[Stored data]
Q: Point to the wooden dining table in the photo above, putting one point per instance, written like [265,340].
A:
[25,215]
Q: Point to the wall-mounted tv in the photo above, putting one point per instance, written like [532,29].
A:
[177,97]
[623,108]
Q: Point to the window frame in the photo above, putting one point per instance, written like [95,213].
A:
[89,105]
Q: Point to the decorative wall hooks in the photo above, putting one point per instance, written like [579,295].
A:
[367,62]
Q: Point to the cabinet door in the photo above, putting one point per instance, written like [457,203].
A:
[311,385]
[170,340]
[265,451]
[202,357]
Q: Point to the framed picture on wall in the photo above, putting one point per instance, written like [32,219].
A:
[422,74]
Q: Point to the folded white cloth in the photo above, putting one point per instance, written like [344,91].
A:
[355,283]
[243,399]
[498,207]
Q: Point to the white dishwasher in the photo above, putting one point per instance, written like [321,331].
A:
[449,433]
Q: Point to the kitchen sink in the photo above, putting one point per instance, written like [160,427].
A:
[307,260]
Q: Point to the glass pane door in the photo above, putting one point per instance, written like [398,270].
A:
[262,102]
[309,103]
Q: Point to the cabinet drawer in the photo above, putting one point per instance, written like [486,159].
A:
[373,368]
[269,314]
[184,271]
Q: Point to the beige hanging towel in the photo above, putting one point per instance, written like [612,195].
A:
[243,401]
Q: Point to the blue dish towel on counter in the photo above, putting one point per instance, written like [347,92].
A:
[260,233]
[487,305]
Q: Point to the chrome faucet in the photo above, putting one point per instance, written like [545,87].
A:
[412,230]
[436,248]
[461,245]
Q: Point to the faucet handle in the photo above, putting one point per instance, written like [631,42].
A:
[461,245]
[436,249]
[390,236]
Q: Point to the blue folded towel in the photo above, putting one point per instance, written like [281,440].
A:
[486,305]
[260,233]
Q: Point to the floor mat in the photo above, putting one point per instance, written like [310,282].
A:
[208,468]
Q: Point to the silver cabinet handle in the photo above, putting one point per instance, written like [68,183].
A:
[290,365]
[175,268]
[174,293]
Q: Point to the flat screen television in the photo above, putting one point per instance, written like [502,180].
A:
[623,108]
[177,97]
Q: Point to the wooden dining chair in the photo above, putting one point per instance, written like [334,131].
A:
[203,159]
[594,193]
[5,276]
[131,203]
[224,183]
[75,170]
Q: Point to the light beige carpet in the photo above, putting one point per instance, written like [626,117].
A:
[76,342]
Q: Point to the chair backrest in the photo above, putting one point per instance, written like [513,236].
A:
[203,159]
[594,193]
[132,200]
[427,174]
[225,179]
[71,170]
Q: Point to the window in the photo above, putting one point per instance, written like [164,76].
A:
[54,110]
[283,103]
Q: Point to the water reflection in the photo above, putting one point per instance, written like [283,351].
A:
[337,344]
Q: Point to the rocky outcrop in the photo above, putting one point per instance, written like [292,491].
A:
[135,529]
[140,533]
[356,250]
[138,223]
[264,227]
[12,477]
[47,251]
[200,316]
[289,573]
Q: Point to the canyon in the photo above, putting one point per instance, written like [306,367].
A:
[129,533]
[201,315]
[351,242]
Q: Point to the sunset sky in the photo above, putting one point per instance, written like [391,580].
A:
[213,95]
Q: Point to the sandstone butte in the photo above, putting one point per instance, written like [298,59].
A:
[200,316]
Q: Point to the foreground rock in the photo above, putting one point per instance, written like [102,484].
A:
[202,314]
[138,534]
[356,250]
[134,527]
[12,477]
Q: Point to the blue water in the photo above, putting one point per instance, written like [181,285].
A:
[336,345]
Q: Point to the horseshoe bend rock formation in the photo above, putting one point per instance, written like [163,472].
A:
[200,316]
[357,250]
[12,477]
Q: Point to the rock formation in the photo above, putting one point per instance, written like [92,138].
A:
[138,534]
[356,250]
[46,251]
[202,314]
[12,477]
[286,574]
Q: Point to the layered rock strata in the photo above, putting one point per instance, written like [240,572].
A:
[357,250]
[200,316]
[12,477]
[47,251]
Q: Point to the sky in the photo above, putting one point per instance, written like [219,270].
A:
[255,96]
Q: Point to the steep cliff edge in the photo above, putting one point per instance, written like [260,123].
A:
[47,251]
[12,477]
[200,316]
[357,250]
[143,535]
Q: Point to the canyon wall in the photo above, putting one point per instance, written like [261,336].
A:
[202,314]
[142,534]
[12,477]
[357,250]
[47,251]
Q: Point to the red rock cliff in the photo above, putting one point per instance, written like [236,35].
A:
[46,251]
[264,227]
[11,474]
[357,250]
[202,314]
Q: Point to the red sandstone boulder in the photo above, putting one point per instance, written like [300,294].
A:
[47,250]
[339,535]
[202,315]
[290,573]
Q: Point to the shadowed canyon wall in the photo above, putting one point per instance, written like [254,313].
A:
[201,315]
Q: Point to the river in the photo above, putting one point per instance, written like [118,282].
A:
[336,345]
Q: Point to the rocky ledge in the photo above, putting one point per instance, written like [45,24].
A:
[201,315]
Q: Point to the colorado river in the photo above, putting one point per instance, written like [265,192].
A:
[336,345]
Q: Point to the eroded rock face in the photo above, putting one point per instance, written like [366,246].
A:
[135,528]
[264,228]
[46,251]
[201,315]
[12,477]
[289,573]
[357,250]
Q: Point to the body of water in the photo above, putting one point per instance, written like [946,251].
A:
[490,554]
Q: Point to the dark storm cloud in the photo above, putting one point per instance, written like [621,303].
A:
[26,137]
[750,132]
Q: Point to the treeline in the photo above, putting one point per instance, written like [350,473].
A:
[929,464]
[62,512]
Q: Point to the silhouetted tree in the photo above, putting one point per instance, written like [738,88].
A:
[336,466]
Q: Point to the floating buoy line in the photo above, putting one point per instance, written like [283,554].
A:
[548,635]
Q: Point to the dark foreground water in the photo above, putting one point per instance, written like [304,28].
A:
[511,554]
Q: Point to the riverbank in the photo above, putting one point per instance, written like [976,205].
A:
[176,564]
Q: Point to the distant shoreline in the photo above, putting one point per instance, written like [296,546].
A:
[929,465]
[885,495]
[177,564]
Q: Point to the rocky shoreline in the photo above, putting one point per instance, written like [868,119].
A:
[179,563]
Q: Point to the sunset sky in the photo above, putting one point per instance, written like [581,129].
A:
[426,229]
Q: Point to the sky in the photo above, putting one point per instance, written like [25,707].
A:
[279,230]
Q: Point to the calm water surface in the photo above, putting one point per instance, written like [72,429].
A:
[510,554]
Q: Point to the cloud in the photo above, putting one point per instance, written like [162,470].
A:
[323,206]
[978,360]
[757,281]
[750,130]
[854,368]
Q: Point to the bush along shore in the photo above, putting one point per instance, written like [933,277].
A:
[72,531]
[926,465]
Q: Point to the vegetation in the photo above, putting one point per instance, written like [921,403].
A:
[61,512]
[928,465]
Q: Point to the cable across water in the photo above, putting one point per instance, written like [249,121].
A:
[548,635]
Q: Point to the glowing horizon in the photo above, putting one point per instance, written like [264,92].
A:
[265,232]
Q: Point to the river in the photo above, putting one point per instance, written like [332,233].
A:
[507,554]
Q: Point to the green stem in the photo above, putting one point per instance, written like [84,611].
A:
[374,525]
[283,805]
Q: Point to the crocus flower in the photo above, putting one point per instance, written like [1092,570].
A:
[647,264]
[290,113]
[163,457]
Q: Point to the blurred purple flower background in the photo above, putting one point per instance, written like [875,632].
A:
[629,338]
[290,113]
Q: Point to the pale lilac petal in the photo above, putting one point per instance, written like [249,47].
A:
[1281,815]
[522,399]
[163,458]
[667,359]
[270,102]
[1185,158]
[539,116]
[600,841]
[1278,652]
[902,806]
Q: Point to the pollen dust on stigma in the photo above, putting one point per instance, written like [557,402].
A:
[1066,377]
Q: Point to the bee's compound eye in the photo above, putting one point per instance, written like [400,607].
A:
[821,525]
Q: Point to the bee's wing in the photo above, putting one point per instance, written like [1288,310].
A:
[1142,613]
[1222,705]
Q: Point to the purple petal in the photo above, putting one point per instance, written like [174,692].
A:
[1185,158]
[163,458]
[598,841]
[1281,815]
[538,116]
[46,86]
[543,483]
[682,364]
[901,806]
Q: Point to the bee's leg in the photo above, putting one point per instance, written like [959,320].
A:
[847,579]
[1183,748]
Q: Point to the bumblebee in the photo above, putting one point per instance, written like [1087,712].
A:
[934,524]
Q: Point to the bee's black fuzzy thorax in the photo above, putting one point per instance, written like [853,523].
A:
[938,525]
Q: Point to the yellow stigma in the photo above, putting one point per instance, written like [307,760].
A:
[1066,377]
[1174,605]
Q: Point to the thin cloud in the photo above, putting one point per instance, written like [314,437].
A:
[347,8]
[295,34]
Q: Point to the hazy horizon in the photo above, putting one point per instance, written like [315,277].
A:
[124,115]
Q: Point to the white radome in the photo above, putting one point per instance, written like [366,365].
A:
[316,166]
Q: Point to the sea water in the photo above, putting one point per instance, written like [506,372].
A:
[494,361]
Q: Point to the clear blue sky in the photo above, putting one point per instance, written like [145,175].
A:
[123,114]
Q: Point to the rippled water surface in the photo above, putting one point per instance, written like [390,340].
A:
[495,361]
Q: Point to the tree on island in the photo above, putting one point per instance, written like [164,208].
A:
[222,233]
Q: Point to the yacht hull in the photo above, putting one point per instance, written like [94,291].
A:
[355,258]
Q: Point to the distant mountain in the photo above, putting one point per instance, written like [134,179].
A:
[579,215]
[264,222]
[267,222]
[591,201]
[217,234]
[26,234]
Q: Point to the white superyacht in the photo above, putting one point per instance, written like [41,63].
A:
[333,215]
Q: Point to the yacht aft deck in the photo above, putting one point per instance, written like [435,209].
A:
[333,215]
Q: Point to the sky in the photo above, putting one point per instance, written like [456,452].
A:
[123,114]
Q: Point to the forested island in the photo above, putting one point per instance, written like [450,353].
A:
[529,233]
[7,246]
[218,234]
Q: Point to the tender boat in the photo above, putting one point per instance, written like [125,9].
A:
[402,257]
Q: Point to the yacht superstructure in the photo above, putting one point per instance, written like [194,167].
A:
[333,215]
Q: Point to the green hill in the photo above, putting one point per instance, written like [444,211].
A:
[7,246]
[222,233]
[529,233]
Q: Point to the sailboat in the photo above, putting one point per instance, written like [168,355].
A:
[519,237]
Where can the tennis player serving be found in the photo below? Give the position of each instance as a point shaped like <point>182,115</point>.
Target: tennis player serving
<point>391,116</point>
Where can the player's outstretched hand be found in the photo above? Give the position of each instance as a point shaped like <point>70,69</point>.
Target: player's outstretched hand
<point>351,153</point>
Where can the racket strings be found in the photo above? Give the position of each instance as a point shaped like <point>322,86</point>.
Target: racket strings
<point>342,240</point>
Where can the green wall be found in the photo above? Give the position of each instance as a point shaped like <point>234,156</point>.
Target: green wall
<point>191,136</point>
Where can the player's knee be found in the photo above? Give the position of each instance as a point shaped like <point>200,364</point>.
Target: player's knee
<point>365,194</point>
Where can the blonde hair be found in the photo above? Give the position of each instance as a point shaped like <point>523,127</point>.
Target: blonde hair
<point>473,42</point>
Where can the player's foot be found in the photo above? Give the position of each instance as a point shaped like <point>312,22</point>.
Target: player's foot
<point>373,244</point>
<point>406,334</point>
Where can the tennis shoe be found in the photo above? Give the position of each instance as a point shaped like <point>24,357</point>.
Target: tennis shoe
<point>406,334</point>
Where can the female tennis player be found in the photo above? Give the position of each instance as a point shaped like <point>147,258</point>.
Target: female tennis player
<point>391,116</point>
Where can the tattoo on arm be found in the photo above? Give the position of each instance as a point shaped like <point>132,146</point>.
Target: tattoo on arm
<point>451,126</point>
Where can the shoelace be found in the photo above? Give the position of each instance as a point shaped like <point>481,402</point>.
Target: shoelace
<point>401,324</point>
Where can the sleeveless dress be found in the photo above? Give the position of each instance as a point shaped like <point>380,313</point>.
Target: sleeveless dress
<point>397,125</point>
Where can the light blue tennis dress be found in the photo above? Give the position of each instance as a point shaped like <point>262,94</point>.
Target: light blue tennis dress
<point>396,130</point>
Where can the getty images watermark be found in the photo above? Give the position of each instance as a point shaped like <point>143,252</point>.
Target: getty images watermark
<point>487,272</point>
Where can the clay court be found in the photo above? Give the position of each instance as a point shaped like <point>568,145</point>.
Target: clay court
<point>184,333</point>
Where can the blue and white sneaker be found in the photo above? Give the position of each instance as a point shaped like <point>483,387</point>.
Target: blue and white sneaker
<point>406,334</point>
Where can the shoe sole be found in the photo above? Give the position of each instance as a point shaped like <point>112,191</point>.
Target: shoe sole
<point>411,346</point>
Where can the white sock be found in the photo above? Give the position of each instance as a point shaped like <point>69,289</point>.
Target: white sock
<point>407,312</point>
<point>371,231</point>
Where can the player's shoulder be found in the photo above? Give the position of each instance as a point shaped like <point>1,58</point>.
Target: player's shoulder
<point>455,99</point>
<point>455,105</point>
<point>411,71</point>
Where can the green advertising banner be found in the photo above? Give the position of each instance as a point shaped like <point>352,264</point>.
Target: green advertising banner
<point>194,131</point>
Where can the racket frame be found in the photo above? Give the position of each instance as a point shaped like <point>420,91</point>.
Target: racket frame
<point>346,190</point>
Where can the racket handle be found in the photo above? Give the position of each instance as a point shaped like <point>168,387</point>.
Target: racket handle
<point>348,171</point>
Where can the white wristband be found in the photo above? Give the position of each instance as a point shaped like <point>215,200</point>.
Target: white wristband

Task item » Scan the data above; copy every line where "sunset" appears.

Output for this task »
Q: Point to the sunset sky in the photo above, putting one point per instance, written like [391,580].
Q: Point to the sunset sky in the photo above, putting one point per instance, written like [581,129].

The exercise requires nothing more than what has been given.